Segmentation mask data:

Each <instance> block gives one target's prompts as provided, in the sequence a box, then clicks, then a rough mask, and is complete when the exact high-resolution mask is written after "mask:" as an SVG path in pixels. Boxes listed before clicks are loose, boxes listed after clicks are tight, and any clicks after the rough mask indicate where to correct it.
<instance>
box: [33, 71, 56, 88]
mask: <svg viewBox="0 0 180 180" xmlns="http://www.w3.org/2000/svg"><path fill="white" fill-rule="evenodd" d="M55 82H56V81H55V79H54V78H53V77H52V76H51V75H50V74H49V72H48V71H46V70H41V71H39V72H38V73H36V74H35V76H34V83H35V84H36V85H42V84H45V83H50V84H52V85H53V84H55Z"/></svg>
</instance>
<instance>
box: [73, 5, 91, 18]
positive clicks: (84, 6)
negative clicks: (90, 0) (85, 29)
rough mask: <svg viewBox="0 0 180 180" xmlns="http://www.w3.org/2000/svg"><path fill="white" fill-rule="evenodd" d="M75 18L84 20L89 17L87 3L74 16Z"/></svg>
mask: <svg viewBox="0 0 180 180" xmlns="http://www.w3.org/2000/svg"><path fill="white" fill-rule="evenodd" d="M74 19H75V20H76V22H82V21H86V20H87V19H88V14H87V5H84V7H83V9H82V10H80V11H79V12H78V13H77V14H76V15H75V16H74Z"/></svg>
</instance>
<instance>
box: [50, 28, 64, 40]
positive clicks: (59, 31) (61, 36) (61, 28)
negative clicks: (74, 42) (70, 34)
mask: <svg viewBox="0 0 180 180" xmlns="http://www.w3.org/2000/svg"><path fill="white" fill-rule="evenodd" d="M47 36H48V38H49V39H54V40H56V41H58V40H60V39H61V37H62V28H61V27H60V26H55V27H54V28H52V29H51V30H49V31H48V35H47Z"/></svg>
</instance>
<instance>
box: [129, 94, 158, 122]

◆ Requirement ◆
Take every line above where "positive" appears and copy it.

◆ Task solution ◆
positive clicks: (84, 6)
positive clicks: (59, 31) (61, 36) (61, 28)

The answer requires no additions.